_STATED EXERCISE_
Identify each line of the material below that contains the string "trying", and copy those lines; matches must agree in case.

_RECORDED INFORMATION_
•••••

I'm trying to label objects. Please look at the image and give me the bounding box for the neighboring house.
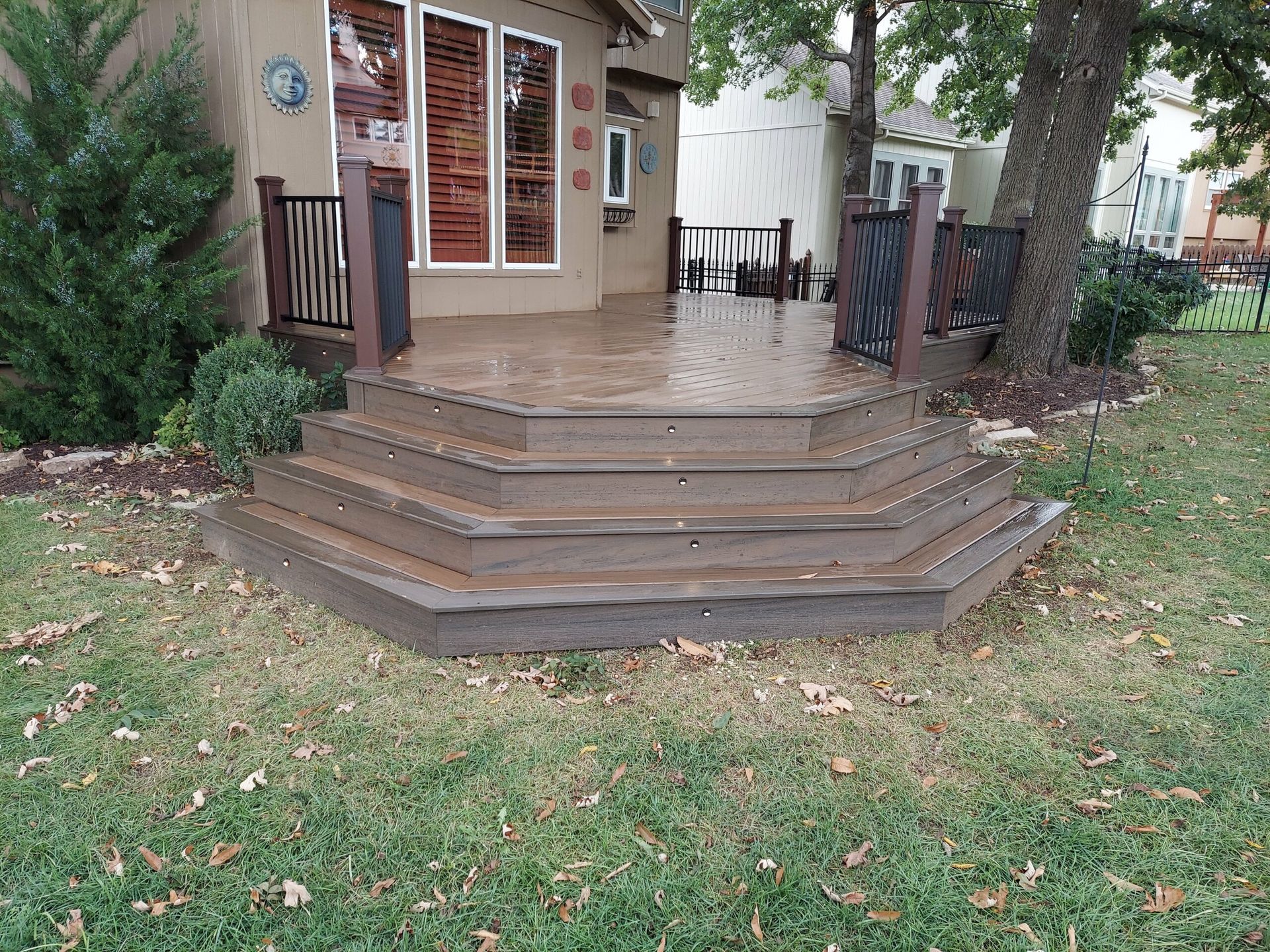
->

•••••

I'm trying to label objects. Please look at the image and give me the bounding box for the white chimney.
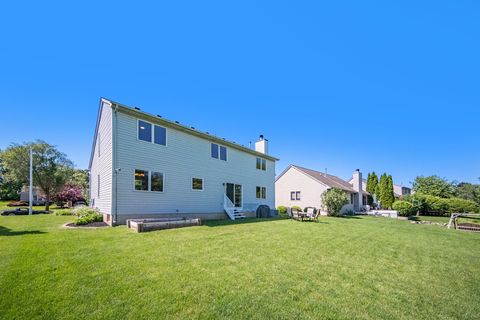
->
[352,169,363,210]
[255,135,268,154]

•••••

_CORRECT OUTPUT_
I'm trying to label objects. Please look at the image and give me the bounding box for the neighboring house.
I'm trying to label objects. Please look at the image and give me the bounding box for the white chimney.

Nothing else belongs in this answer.